━━━━━ Page text ━━━━━

An analysis of existing research studies revealed that managing multiple data sets related to various formulas and ingredients in food product formulation presents a challenge that leads to data integration risks. Paththinige and Rajapakse [41] stressed the importance of ensuring high-quality data protection and collection when utilizing blockchain technology. To maintain data quality, all suppliers and relevant parties must record data and information using blockchain technology. Attention must be given to data integration and protection when employing traceability technology. Furthermore, transferring data from a food company’s database to the blockchain traceability system may pose challenges, as different companies in the industry employ various methods of data security and transmission. Additionally, food companies often exchange data in non-uniform formats, presenting a significant obstacle to adopting blockchain systems.

Tönnissen and Teuteberg’s [42] study reported another critical challenge: the immature adoption and implementation of blockchain traceability technology in the industry. This immaturity results from low levels of familiarity and awareness of blockchain technology innovations. Lack of understanding and awareness among employees of companies and suppliers in the food industry can hinder the effective application and sustainable use of traceability technology [48-53].

━━━━━ Data provided ━━━━━

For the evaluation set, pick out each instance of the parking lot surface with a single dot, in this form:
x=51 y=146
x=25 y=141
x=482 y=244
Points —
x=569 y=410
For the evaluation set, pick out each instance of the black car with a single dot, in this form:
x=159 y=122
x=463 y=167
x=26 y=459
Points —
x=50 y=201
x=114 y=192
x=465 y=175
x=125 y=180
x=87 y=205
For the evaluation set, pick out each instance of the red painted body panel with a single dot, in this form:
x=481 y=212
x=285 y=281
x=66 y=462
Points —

━━━━━
━━━━━ Data provided ━━━━━

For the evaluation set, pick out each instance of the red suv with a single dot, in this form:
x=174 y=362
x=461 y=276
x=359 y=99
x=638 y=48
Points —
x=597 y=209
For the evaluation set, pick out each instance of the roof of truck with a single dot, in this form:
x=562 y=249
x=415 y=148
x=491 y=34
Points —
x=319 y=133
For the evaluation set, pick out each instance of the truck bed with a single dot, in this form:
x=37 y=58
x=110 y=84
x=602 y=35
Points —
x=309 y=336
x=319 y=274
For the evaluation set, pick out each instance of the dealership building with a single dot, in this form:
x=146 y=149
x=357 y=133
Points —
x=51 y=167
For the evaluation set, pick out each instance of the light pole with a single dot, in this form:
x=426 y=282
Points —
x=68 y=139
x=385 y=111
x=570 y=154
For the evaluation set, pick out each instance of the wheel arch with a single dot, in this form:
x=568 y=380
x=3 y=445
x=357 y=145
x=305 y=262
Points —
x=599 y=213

━━━━━
━━━━━ Data provided ━━━━━

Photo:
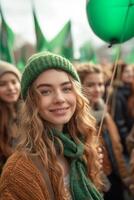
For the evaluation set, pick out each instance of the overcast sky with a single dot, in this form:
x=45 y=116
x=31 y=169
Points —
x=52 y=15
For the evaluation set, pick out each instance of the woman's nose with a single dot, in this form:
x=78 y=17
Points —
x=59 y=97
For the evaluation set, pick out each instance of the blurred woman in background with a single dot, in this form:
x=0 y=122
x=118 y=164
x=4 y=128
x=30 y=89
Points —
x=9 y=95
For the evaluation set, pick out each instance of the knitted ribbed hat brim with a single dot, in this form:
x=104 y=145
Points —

━━━━━

* Questions on the material
• a. Decide whether each statement agrees with the text on blockchain traceability. Answer yes or no for each, and quote the words of the text that decide it.
(i) Paththinige and Rajapakse stressed the importance of high-quality data protection and collection when blockchain technology is used.
(ii) Food companies usually exchange data in uniform formats.
(iii) The immature adoption of blockchain traceability technology results from its high cost.
• b. Answer these questions from the text on blockchain traceability.
(i) To maintain data quality, who must record data and information using blockchain technology?
(ii) Whose study reported the immature adoption and implementation of blockchain traceability technology as a challenge?
(iii) What makes transferring data from a food company's database to the blockchain traceability system challenging?
• c. Translate this sentence from the text on blockchain traceability into Spanish: "This immaturity results from low levels of familiarity and awareness of blockchain technology innovations."

* Outputs in order
• a.
(i) Yes: "Paththinige and Rajapakse [41] stressed the importance of ensuring high-quality data protection and collection when utilizing blockchain technology."
(ii) No: "food companies often exchange data in non-uniform formats"
(iii) No: "This immaturity results from low levels of familiarity and awareness of blockchain technology innovations."

• b.
(i) All suppliers and relevant parties.
(ii) Tönnissen and Teuteberg's study [42].
(iii) Different companies in the industry employ various methods of data security and transmission.

• c. Esta inmadurez se debe a los bajos niveles de familiaridad y conocimiento de las innovaciones de la tecnología blockchain.